## Instructions for the task
Starting at the line that contains "Task: place one keypoint per instance of the blurred" and ending at the last line below, repeat every line, including the request lines, with 15 subtracted from each keypoint coordinate in the answers. Leave the pictures out.

* Start *

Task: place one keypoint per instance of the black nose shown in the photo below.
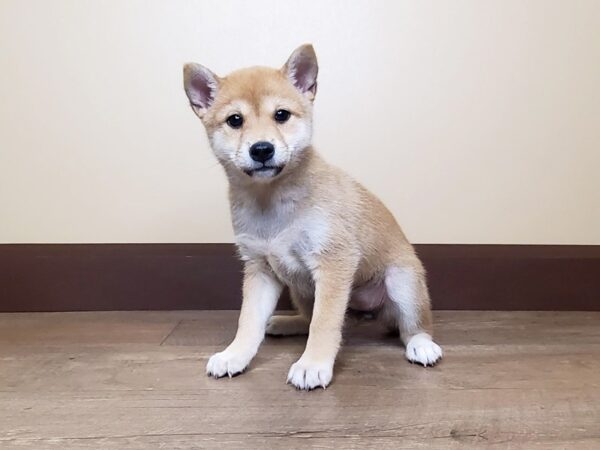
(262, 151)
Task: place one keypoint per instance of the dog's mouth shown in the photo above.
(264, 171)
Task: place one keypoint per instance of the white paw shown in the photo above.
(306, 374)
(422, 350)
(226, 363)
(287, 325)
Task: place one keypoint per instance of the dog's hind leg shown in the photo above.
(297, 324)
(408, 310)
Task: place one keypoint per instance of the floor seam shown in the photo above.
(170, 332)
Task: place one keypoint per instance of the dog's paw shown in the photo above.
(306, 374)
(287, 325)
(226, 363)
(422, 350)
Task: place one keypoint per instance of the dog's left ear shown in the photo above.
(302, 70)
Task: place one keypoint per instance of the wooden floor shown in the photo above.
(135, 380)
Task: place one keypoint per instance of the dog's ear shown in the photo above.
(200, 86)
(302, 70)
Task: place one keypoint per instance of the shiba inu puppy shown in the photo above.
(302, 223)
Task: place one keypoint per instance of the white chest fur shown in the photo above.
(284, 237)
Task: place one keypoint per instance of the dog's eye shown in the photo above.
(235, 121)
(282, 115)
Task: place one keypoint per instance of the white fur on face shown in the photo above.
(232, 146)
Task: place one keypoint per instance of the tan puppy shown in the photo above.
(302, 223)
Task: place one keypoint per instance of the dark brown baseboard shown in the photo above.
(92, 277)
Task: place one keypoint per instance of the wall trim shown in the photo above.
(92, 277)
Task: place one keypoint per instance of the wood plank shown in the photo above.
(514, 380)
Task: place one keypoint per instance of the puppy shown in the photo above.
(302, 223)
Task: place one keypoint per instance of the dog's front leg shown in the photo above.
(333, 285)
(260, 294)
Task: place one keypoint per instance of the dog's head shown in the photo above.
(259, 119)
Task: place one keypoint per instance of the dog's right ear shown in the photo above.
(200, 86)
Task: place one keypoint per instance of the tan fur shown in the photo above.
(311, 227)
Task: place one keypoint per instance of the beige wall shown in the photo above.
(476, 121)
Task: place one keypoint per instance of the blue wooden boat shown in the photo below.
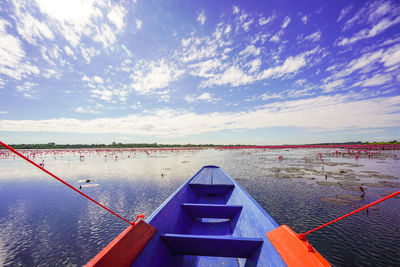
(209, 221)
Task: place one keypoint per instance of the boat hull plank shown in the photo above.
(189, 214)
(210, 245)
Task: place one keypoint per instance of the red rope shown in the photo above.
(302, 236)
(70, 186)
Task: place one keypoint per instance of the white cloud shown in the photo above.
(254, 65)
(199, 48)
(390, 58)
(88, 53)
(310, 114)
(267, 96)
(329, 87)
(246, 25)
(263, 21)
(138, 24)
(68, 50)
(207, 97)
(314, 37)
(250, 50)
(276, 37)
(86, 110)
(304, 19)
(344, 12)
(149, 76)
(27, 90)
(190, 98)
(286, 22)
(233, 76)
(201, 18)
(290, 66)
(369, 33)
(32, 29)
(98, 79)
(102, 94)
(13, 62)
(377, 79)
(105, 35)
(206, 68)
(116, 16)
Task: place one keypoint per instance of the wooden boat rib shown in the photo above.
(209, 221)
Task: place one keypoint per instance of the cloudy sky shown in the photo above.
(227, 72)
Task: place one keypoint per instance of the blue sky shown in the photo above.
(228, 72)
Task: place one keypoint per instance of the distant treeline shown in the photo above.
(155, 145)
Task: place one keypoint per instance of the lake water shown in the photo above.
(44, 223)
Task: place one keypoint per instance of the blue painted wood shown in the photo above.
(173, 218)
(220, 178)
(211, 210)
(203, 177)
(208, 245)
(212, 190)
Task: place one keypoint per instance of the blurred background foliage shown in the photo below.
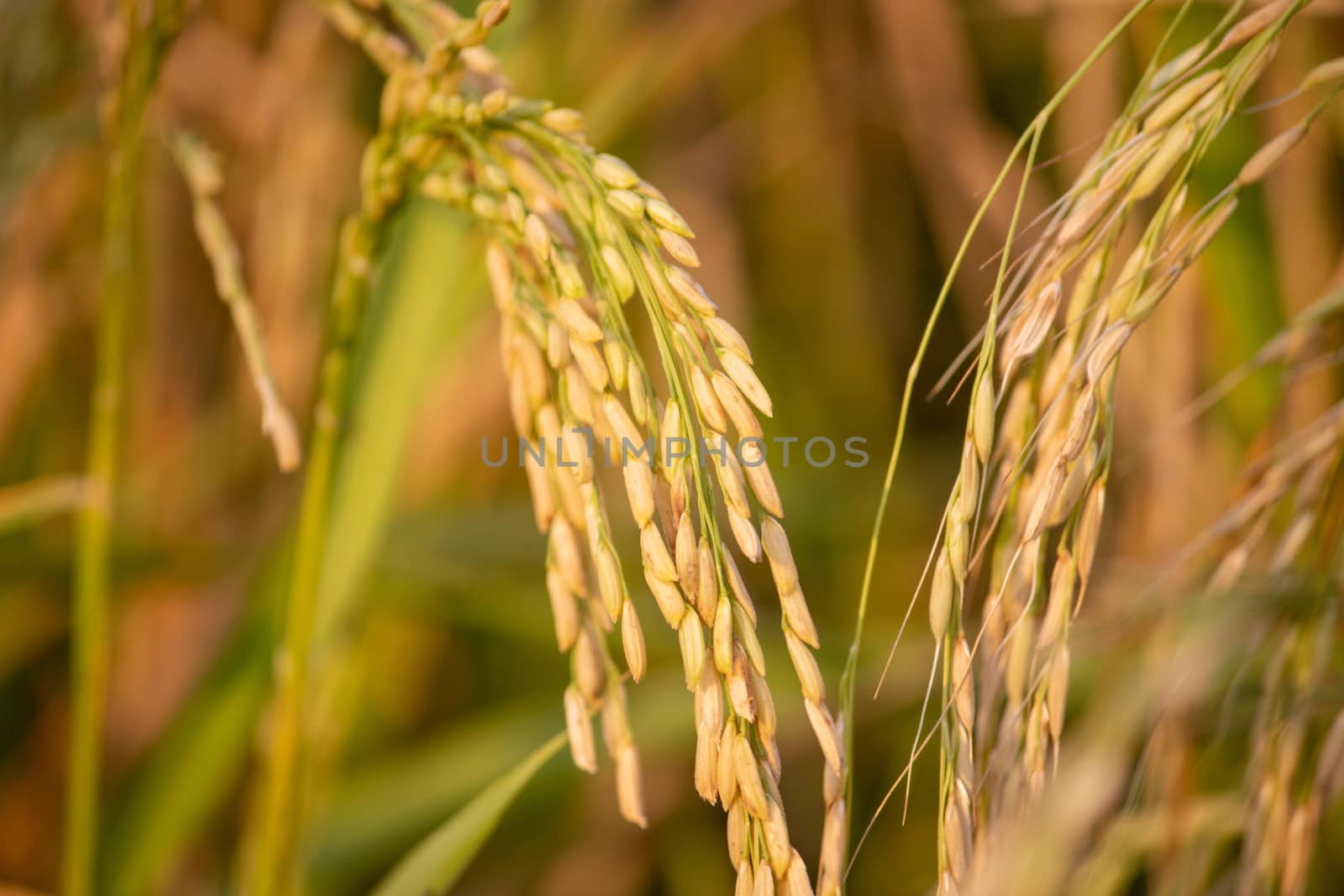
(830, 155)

* End *

## Exercise solution
Task: place one keypoint per instance of the blurred background foliage shown in the photo below.
(815, 140)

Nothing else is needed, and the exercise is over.